* _Data supplied_
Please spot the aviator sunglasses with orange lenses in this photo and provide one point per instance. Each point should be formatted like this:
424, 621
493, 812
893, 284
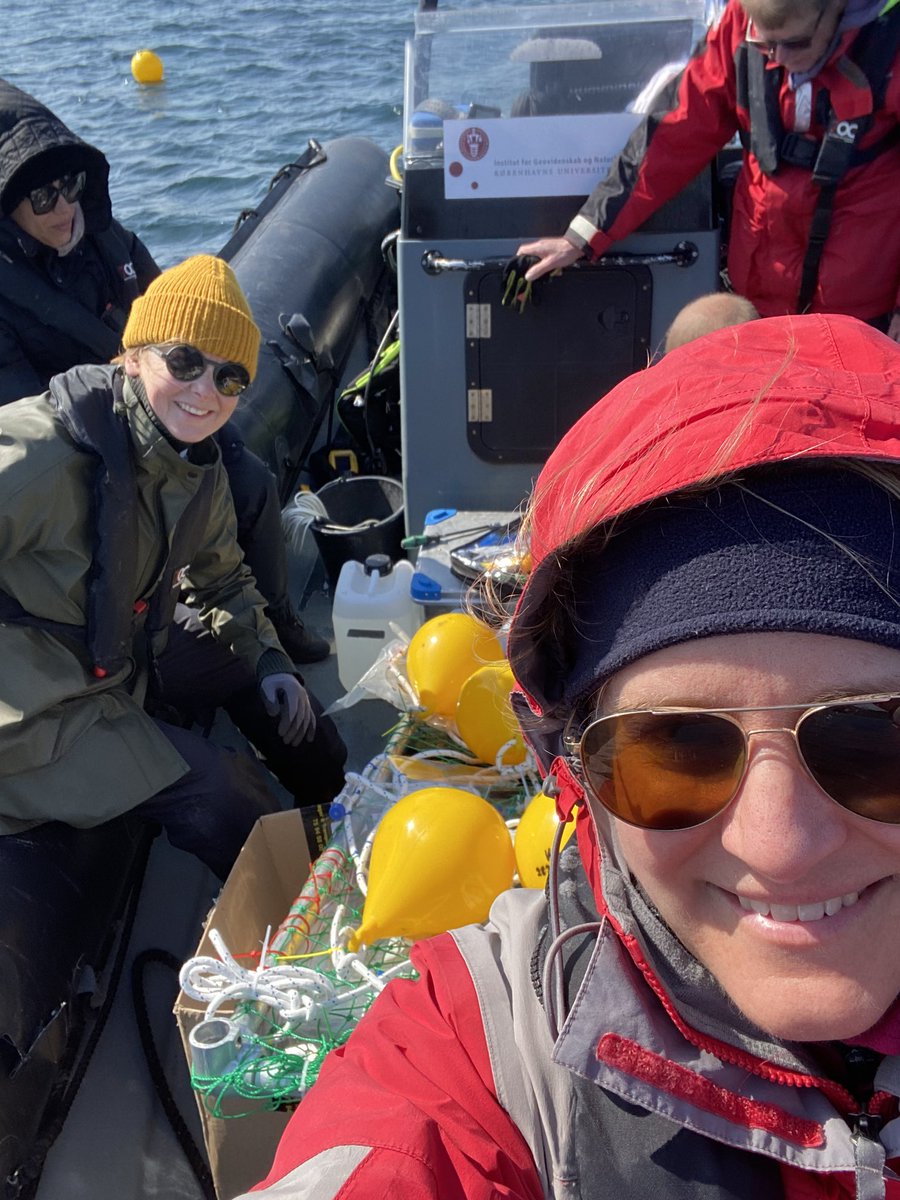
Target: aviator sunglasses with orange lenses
676, 768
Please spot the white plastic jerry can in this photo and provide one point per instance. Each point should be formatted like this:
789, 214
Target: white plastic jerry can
369, 599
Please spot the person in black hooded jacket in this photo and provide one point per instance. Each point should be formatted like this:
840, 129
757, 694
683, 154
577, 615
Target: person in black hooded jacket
69, 275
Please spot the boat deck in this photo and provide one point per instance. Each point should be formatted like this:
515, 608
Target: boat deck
117, 1143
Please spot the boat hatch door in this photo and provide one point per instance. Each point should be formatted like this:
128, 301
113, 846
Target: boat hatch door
531, 375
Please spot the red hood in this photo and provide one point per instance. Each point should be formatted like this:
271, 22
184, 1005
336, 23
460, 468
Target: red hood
766, 391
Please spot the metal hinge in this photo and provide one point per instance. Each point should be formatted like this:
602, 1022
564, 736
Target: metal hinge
480, 405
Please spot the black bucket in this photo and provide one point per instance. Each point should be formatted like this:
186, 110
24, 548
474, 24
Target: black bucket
365, 516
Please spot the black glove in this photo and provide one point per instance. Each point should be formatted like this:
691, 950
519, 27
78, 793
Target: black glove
285, 697
517, 291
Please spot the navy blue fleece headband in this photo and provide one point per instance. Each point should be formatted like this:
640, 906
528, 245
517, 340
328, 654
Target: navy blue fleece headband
805, 550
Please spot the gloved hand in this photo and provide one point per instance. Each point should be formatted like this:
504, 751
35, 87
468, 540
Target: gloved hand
517, 291
286, 697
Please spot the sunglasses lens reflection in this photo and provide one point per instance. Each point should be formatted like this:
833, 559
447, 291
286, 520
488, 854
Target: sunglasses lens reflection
186, 364
673, 771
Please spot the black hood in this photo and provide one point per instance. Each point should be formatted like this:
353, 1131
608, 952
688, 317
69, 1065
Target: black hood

* _Objective_
Reproduce all the records with "Please spot" swapped for "Please locate" and nothing else changed. Leave the pictures out.

* _Final result_
Please locate the aviator sunglasses with orange lenses in this photo and provide one point per instance. Each point should be formatted like this:
424, 621
493, 812
893, 284
Target: aviator sunglasses with orange lenses
676, 768
Please locate the white plastic jerry can in this photo and provide one point per instance. Each point should be formatted like this:
789, 214
Target: white plastic jerry can
369, 599
Please locate the person in black hooded jacket in this photo and provide one point per instance. Each point should be formatted like this:
840, 129
757, 694
683, 154
577, 615
Target: person in black hooded jacket
69, 275
Please locate the boat deck in this photo and provide one point per instance. Each point should be formatted like this:
515, 608
Target: boat deck
117, 1143
Please locate the boat hatch door in this photo and provide one point per instance. Each point should be formatted like this:
128, 301
113, 846
Target: boat hatch door
531, 375
Please locate the red hood in this photo and provide one point per instance. Each point should be formatted like this:
271, 22
184, 1005
336, 23
460, 468
Target: red hood
766, 391
Please locate the metal hinge in this photo and provide one point per instance. Each point should be formatted like this:
602, 1022
564, 736
Target: metal hinge
480, 405
Please locate the black bucket in this photo and provide one point per instance. Each point should be formatted like this:
186, 110
24, 548
474, 24
Target: black bucket
365, 516
Please locate the black glove in this photo and provide one point per instance. Each point should be formatted like this:
691, 950
519, 27
78, 793
Target: black glove
285, 697
517, 291
Please locate the navy blue fleece headband in this photo and provide one point per instance. Each point should be formatted like this:
640, 906
528, 245
517, 340
328, 654
Target: navy blue fleece headband
805, 550
Please locate the gloved hand in this photo and provide one point per instance. Each point should be formatted like this:
504, 751
35, 87
468, 540
Target: gloved hand
517, 291
286, 697
Please locate the sunglasses lens reflection in this photo and provide one point per instance. Each point should be formatted like this:
833, 559
447, 291
286, 520
488, 854
Target: sunglasses lens reflection
186, 364
673, 771
Please locate the black hood in this photo and provide one point per instance. Each point should be formatted like this:
353, 1131
608, 952
688, 317
69, 1065
Target: black hood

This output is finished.